**What the exercise asks**
Transcribe each line of the records below exactly, excluding any embedded images.

**Data entries**
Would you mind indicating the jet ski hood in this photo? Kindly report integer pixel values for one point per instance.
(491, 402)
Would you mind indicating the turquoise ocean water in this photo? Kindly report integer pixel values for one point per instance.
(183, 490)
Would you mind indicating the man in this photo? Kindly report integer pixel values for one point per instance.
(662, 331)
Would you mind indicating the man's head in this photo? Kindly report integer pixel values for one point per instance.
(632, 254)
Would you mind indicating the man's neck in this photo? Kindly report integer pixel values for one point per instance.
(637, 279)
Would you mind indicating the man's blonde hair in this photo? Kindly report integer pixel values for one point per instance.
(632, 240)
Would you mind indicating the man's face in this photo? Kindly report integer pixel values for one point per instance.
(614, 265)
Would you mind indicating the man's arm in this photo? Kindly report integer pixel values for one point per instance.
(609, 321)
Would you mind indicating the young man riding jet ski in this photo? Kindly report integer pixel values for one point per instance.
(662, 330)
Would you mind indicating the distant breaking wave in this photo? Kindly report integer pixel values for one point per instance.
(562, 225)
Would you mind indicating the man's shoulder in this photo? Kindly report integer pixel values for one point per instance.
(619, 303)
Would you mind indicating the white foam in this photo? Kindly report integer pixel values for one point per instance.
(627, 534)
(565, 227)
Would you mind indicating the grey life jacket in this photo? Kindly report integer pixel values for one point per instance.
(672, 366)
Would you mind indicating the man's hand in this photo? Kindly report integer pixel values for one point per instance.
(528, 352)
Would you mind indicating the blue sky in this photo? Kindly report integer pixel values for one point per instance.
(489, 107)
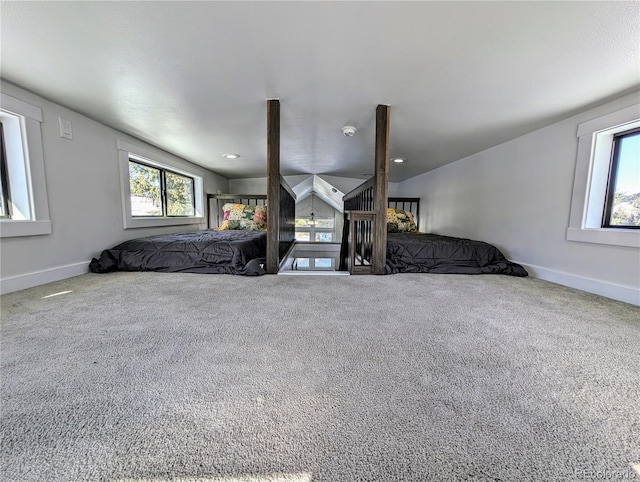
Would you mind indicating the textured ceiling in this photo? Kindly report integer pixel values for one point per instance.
(193, 77)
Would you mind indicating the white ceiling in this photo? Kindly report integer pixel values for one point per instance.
(193, 77)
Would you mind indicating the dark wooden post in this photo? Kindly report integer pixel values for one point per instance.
(383, 113)
(273, 185)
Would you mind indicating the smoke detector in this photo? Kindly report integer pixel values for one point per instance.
(349, 131)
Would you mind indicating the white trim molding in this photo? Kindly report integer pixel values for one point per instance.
(627, 294)
(37, 278)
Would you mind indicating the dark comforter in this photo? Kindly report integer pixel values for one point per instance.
(431, 253)
(209, 251)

**Answer to the problem**
Would you mind indicating the jet ski hood in this photo? Kindly report integer pixel values for one point per instance.
(491, 402)
Would you mind indicating the turquoise ocean water in this photo? Kindly report integer pixel values for one point per instance.
(183, 490)
Would you mind indicating the man in this photo? Kindly report integer pixel values for one point per instance.
(662, 331)
Would you mind indicating the man's head in this photo? Kindly report integer pixel values for one point per instance.
(632, 254)
Would you mind indicating the man's neck in this photo? Kindly report integer pixel values for one point per instance.
(637, 279)
Would you mind indicating the man's blonde hair in this photo? Kindly report integer pixel values for one point per instance.
(632, 240)
Would you mind indicating the man's face in this photo? Kindly report integer pixel values for one point per instance.
(614, 265)
Would you mind indicating the man's arm in this photo? Kindly report integer pixel values for one point per instance.
(609, 321)
Would you mind indicating the young man riding jet ski in this photo? Kindly report integer pixel values for one point per instance.
(662, 330)
Would you mind indicating the distant breaking wave in this photo? Kindly report integer pixel values for one point per instance.
(562, 225)
Would you mind indicating the man's shoulder in this photo? Kindly report integer pixel values for one point per instance.
(619, 303)
Would you mind indicating the white foam in this photo? Kindly report integer pixel values for one point per instance.
(627, 534)
(565, 227)
Would you mind indicating the grey life jacket in this photo? Kindly report integer pixel values for one point per instance.
(672, 366)
Would you mind indicating the man's hand in this photo? Kindly report integer pixel values for one point per instance.
(528, 352)
Would you mind indicating the blue sky in this photo? Kindly report integer pixel values for one point per instance.
(489, 107)
Would you mind indicating the textured ceiling in this photo? Kindly report integer pixel values for one point per instance.
(193, 77)
Would you mind indicating the white ceiling in this photo? Kindly report integer pixel values for one point per instance.
(193, 77)
Would you mind indicating the dark wooden post in this photo? Kindly report integer pixel values for one point per instance.
(383, 113)
(273, 185)
Would you mind indicating the smoke detector in this photo? Kindly report integer pixel values for one point per instance.
(349, 131)
Would you mind indicating the white trim molding in this photo? Kindly report integer pixel values for one point per instance.
(627, 294)
(37, 278)
Would you mind indicating the dark comforter in this photo? Kindly report integer pixel values for one point per instance.
(431, 253)
(209, 251)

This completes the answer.